I am having trouble getting a new CI machine to ru...
# general
j
I am having trouble getting a new CI machine to run a pants test. The tests run successfully when I use the agent on my mac. When I run it on a fully patched Ubuntu 18.04 I get "Code 13: Permission denied":
Copy code
buildkite-agent@raulcicd:~/builds/raulcicd-chartbeat-net-1/chartbeat/lint-check$ /var/lib/buildkite-agent/.cache/pants/setup/bootstrap-Linux-x86_64/2.0.0_py36/bin/pants --level=debug version
Scrubbed PYTHONPATH=/home/ubuntu/superfly from the environment.
10:22:04.81 [DEBUG] acquiring lock: <pants.process.lock.OwnerPrintingInterProcessFileLock object at 0x7faddd0b92e8>
10:22:04.81 [DEBUG] releasing lock: <pants.process.lock.OwnerPrintingInterProcessFileLock object at 0x7faddd0b92e8>
10:22:04.81 [DEBUG] connecting to pantsd on port 44973 (attempt 1/3)
Failed to launch child `/var/lib/buildkite-agent/.cache/pants/setup/bootstrap-Linux-x86_64/2.0.0_py36/bin/pants`: Os { code: 13, kind: PermissionDenied, message: "Permission denied" }
I thought it was apparmor at first, but I think I eliminated that as a cause by successfully running scripts in the same directory.

* _COLLECTED MATERIAL_:
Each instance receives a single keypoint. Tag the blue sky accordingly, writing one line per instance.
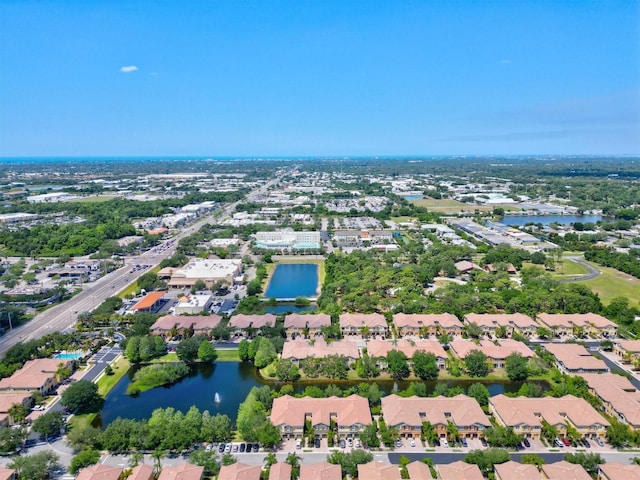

* _DIRECTIONS_: In the forum post about the failing pants test, on which operating system does the "Permission denied" error occur? Rely only on the forum post for the answer, not on the listing.

* _THE RESPONSE_: A fully patched Ubuntu 18.04.